**Text passage**
↓

The final steep climb up to the 3726m summit of Mt Rinjani in Indonesia is relentless loose scree. I’m exhausted, desparately counting out slip-sliding steps upwards between rests. We left our crater rim camp at 3am, and have already climbed over 1000m. The summit is within sight, but I am doubting I can manage the remaining stony climb. As my friend passes me, she reaches into her pack and gives me her last five jelly beans. I eat them. Slowly. One brightly coloured sugar-laden jelly bean at a time.
My legs take hope, my confidence rebounds as much from Nicola’s words as from the glucose hit. My face lights up with a smile as big as as the dawn sunshine stretching across the sea towards Bali when I eventually stand on the rocky summit.
Long after we’d slid and walked back down that mountain, had left the island of Lombok and gone home, the memory of Nicola’s kindness remained. I always carry a small pack of jelly beans in my pack now, in case I need to give them to a fellow bushwalker in need.
Choosing a good hiking partner
Don’t go alone – it’s the first rule of bush walking that we learn. Walk in a group, with at least three to four people. But what if you don’t have anyone to walk with?
The internet is full of instructions on how to select the perfect hiking partner. Someone you know and trust. Must have supplies of emergency jelly beans, be very fit and always cheerful. Do not apply unless you have great technical skills, are a good conversationalist but also know when to shut up. The perfect partner must put the group first, share the load carrying gear and be quick to help with chores when making camp at night.

↑

Dataset excerpts on pointing at objects:
↓

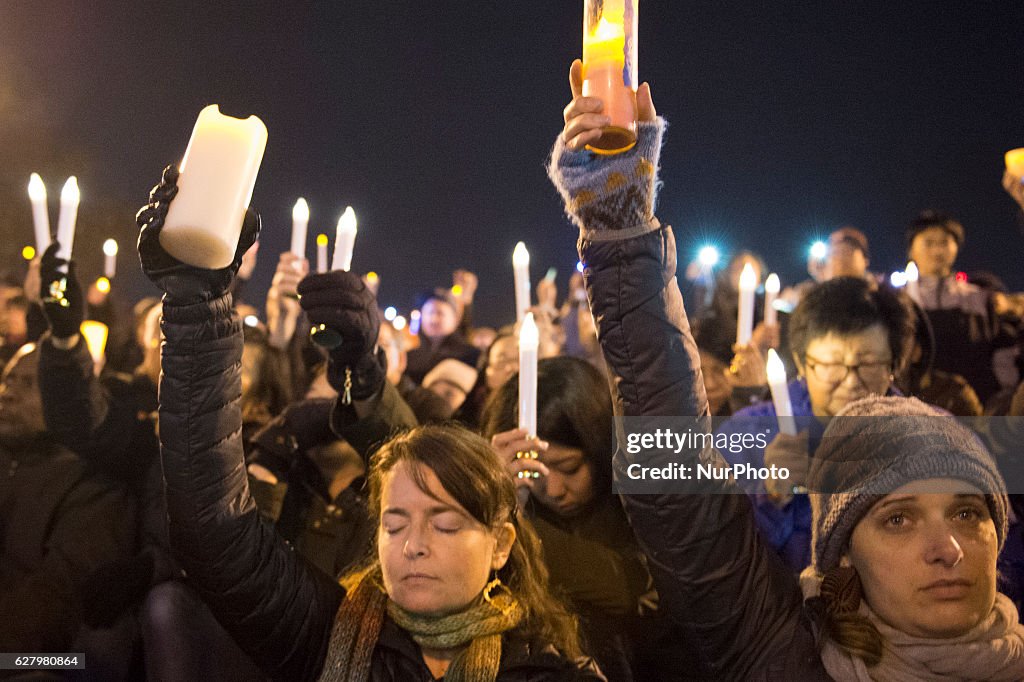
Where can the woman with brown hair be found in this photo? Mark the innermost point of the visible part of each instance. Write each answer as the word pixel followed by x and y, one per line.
pixel 455 590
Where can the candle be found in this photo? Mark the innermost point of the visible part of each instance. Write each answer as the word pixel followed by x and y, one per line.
pixel 744 318
pixel 94 334
pixel 69 214
pixel 344 240
pixel 40 213
pixel 110 258
pixel 300 220
pixel 780 393
pixel 322 253
pixel 218 173
pixel 772 287
pixel 912 286
pixel 1015 162
pixel 609 69
pixel 528 342
pixel 520 269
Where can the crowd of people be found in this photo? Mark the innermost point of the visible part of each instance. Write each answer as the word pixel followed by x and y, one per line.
pixel 216 497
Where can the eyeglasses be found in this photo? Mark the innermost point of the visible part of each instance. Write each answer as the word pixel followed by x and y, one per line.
pixel 836 373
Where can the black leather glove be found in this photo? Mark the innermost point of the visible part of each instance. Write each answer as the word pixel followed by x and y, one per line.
pixel 341 302
pixel 181 283
pixel 111 589
pixel 64 304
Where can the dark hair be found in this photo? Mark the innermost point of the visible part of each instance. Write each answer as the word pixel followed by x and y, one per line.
pixel 932 218
pixel 573 409
pixel 470 471
pixel 849 305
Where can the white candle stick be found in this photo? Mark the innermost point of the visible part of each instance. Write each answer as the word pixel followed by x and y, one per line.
pixel 528 342
pixel 322 253
pixel 110 258
pixel 300 220
pixel 218 173
pixel 520 268
pixel 780 393
pixel 40 212
pixel 70 197
pixel 772 287
pixel 744 318
pixel 344 241
pixel 912 286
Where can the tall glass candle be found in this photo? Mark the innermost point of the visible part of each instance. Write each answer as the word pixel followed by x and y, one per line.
pixel 1015 162
pixel 912 284
pixel 520 269
pixel 300 220
pixel 528 342
pixel 344 241
pixel 110 258
pixel 772 287
pixel 95 334
pixel 780 393
pixel 69 215
pixel 40 212
pixel 744 317
pixel 218 173
pixel 609 69
pixel 322 253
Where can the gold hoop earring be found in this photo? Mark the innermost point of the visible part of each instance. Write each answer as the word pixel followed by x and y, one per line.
pixel 509 600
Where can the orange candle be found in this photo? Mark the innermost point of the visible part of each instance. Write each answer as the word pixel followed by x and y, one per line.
pixel 1015 162
pixel 609 69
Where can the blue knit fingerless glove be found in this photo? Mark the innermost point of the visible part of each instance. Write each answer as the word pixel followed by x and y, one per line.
pixel 610 198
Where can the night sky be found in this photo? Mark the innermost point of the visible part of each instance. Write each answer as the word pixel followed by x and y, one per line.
pixel 433 121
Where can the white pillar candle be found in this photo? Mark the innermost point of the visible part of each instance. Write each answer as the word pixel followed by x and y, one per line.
pixel 110 258
pixel 780 393
pixel 218 173
pixel 69 215
pixel 744 318
pixel 322 253
pixel 528 342
pixel 300 220
pixel 520 268
pixel 772 287
pixel 912 286
pixel 94 334
pixel 40 212
pixel 344 241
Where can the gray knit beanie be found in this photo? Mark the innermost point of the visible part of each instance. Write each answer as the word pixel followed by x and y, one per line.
pixel 878 444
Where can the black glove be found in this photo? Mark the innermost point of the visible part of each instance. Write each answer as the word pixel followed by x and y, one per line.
pixel 114 587
pixel 184 284
pixel 64 304
pixel 342 303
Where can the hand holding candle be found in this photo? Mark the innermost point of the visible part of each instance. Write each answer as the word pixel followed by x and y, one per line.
pixel 40 212
pixel 215 184
pixel 744 317
pixel 520 269
pixel 321 254
pixel 609 70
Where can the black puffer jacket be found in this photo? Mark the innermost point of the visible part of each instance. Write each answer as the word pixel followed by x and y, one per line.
pixel 275 606
pixel 738 603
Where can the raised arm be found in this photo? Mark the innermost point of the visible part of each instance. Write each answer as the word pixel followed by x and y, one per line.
pixel 714 574
pixel 278 608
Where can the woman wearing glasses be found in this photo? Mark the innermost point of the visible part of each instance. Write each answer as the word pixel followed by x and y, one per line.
pixel 849 340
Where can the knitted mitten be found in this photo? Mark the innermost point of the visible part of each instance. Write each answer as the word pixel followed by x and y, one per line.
pixel 610 198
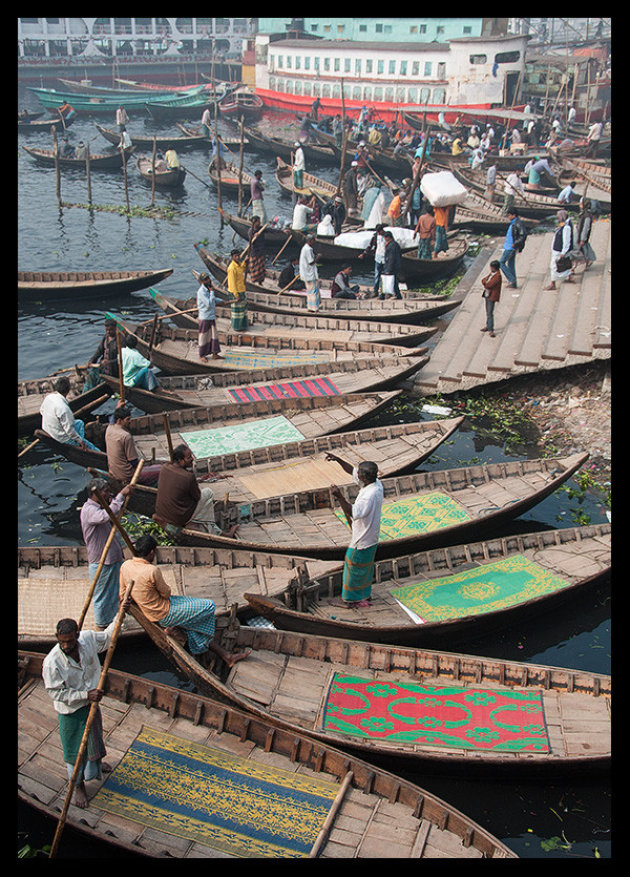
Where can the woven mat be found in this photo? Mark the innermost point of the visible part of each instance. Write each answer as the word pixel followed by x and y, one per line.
pixel 235 805
pixel 420 514
pixel 410 714
pixel 488 588
pixel 286 390
pixel 242 437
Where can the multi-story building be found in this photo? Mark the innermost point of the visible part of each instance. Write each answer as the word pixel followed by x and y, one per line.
pixel 474 72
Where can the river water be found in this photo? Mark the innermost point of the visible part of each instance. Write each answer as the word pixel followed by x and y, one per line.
pixel 565 817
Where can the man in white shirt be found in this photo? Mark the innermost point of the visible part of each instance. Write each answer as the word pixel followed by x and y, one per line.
pixel 364 517
pixel 71 672
pixel 59 421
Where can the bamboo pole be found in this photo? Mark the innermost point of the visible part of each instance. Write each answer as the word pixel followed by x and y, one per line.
pixel 90 721
pixel 106 548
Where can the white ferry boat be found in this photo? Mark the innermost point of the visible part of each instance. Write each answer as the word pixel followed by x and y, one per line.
pixel 463 73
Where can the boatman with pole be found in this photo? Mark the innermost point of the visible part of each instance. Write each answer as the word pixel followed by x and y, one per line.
pixel 364 517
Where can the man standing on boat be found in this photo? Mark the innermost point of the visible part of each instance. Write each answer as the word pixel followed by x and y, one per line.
pixel 364 517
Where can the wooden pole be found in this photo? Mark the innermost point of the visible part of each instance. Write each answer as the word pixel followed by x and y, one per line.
pixel 57 168
pixel 167 430
pixel 88 725
pixel 87 172
pixel 106 548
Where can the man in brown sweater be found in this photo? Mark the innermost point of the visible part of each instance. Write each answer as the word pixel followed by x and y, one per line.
pixel 181 502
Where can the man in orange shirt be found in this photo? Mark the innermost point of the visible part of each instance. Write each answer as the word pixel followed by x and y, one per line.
pixel 184 618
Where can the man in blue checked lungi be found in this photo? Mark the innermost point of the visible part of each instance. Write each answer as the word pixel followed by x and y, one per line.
pixel 186 619
pixel 364 517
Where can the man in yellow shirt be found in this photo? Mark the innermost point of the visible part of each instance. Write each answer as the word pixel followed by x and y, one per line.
pixel 236 288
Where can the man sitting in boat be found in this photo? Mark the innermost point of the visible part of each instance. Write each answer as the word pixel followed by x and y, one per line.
pixel 186 619
pixel 181 502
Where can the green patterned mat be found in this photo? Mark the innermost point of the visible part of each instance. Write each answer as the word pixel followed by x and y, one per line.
pixel 242 437
pixel 491 587
pixel 421 514
pixel 236 805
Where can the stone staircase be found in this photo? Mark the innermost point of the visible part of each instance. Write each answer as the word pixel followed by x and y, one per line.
pixel 536 329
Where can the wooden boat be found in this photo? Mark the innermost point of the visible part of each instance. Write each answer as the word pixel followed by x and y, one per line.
pixel 415 307
pixel 533 204
pixel 556 566
pixel 281 325
pixel 164 178
pixel 144 142
pixel 31 394
pixel 103 161
pixel 176 351
pixel 242 103
pixel 42 285
pixel 358 375
pixel 485 217
pixel 312 185
pixel 220 429
pixel 38 285
pixel 422 510
pixel 230 177
pixel 54 582
pixel 281 149
pixel 413 269
pixel 407 706
pixel 357 803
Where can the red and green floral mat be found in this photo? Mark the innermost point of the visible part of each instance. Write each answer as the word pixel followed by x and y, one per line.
pixel 410 713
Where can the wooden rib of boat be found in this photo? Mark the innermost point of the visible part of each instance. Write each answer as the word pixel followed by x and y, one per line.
pixel 413 269
pixel 312 185
pixel 85 284
pixel 103 161
pixel 479 215
pixel 54 583
pixel 241 103
pixel 291 679
pixel 144 142
pixel 231 180
pixel 301 419
pixel 164 177
pixel 358 375
pixel 422 510
pixel 415 307
pixel 281 325
pixel 31 395
pixel 533 204
pixel 279 148
pixel 176 351
pixel 365 801
pixel 568 562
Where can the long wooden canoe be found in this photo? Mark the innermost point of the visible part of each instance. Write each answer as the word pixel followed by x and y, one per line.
pixel 312 185
pixel 459 589
pixel 31 394
pixel 415 307
pixel 165 178
pixel 86 284
pixel 162 141
pixel 359 375
pixel 103 161
pixel 54 583
pixel 215 428
pixel 280 325
pixel 176 351
pixel 420 511
pixel 365 811
pixel 413 707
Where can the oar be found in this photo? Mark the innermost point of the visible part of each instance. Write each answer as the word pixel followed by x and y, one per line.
pixel 90 721
pixel 107 546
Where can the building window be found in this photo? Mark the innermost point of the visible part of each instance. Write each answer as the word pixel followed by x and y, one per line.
pixel 507 57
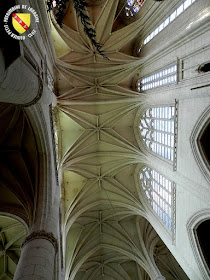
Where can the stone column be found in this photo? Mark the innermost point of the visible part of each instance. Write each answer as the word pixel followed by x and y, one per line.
pixel 37 257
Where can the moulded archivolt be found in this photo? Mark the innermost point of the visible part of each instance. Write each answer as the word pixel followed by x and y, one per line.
pixel 201 125
pixel 192 226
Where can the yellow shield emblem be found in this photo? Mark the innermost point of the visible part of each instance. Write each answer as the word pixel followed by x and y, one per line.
pixel 21 22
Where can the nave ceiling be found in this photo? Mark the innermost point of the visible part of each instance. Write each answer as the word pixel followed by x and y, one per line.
pixel 108 236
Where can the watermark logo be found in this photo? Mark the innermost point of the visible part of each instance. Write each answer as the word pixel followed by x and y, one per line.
pixel 20 21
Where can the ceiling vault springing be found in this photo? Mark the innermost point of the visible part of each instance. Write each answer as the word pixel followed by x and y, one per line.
pixel 107 234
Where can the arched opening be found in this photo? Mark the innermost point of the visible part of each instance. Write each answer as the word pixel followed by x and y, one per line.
pixel 202 234
pixel 203 142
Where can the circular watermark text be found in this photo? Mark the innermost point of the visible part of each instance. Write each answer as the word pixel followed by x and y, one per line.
pixel 21 21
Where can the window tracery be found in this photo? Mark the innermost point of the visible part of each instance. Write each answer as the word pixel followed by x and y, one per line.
pixel 133 6
pixel 185 4
pixel 158 79
pixel 160 193
pixel 157 130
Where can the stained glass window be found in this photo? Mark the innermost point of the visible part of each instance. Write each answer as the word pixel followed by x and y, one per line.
pixel 160 194
pixel 169 19
pixel 158 79
pixel 157 130
pixel 133 6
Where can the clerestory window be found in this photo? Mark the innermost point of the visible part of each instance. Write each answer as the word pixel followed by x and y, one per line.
pixel 160 193
pixel 157 130
pixel 158 79
pixel 169 19
pixel 133 6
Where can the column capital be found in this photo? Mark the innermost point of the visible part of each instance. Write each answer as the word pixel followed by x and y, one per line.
pixel 41 234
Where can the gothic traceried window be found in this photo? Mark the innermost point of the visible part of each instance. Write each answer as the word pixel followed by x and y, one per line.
pixel 160 193
pixel 133 6
pixel 157 130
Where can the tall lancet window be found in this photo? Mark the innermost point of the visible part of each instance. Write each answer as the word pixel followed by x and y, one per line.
pixel 160 193
pixel 133 6
pixel 157 130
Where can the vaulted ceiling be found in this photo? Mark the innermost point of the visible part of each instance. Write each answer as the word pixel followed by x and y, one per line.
pixel 18 183
pixel 107 236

↑

**Directions**
a) Return the span of the hiking essay that begins at the words "Long after we’d" and stops after "to walk with?".
b) In the hiking essay, at what time did the group leave their crater rim camp?
c) Please extend the hiking essay, starting after its last sentence.
The entries play no part in this work.

**Responses in order**
a)
Long after we’d slid and walked back down that mountain, had left the island of Lombok and gone home, the memory of Nicola’s kindness remained. I always carry a small pack of jelly beans in my pack now, in case I need to give them to a fellow bushwalker in need.
Choosing a good hiking partner
Don’t go alone – it’s the first rule of bush walking that we learn. Walk in a group, with at least three to four people. But what if you don’t have anyone to walk with?

b) They left at 3am.

c)
As the list of demands on this mythical mate gets lengthier, it is not surprising that few measure up, and some walkers consider a dog or going alone. You could join a club, where your abilities, and your gear, will be subject to concerned scrutiny before you can venture out.
Can strangers make good hiking partners?
I know my enjoyment of a walk, and my safety, is positively impacted by those who share the trail with me. But do we over-think the selection of our hiking partners? Recently I hiked the GR20, a challenging multi-day walk in Corsica. I went with my hand-picked mates from Sydney, people I’ve trained with extensively, who I know will have my back on an exposed rocky slab.
We walked the GR20 as part of a group guided by Exodus. We met the other members of the Exodus group for the first time soon after flying into Calvi. Some pensioners from England, a vegetarian from Singapore, a South African who was here to get fit. We sized them up over our first happy hour beers. Could they do the distance?
We had no need to be anxious. Strangers fast became friends. They named the unfamiliar European flora for us antipodeans, bought us French champagne at the refuges, and snored with us in mountain huts as tiny as a British potting shed. They raced us up hills, joined us in icy mountain pools and beat us at games of Petanque in the warm Mediterranean evening. The Singaporean Song Bird accompanied our manic mountain descents with a repertoire that stretched from glorious Italian opera to risque ditties. The South African doctor lightly danced across the rocks, effortlessly stylish despite days without a decent wash.
Our new Best Friends Forever defined my GR20 experience for me as much as the Corsican rocky path did. I only hope I was as good company as they were.
Be a good hiking partner
Oddly enough, while there is lots of prescriptive advice on how to assess a companion to join you on the track, Google is silent on how to actually be a good walking friend. Should we instead redirect that check list of questions for selecting our hiking partners back at ourselves? Instead of exclusivity, should we be more open to the serendipitous magic of strangers sharing our adventures, and aim to give more jelly beans than we get?
Are you a good hiking partner?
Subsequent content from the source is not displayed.